* [Problem description]: Can you copy out the passage about moving to Montana below word for word, starting at "I feel like" and ending at "way out there."?

* [Document segment]:
════════════════

It has been a dream of ours to live in Montana, back in 05-06' we had the chance to travel the country- Allen drove a truck, and I am soo happy we had the chance we did. Throughout the traveling, there were soo many places we were lucky enough to get to see- and there was nothing tying us down. When the chance came to go out west with the company Allen was driving for - we got to make a few trips out west. Let me just say it completely took our breath away. BEAUTIFUL. We got to travel through Idaho, North Dakota, South Dakota, Nebraska, Oregon, Washington, Colorado, and Wyoming, and MONTANA, on one trip in the middle of the fall out there. We decided right then and there, that if we could ever live anywhere, it would be Montana. Well, six short years later, we have that chance. There is opportunity that we cannot ignore there. There is hope for us to have a life we want to have not only for us, but for HAYLEIGH.

I feel like we are pioneers in a way, going on the Oregon Trail, or something of that sort, but kind of mixed in with the trail of tears at the same time- because a trail of tears is what we will be dragging behind us all of the way out there.

════════════════

* [Supplied information]:

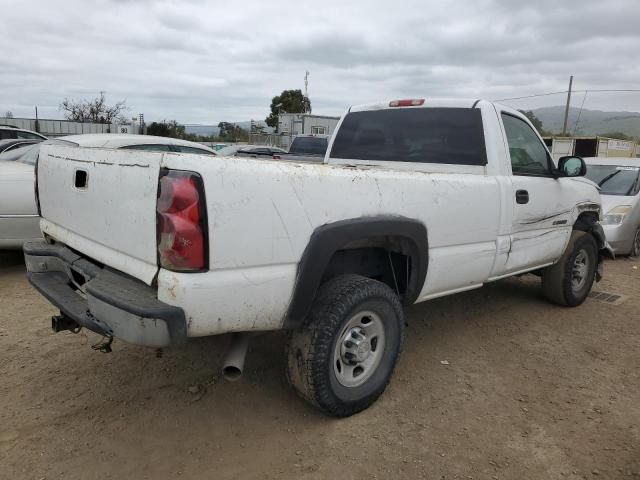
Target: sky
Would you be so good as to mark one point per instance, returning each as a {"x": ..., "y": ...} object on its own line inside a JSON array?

════════════════

* [Problem solution]:
I feel like we are pioneers in a way, going on the Oregon Trail, or something of that sort, but kind of mixed in with the trail of tears at the same time- because a trail of tears is what we will be dragging behind us all of the way out there.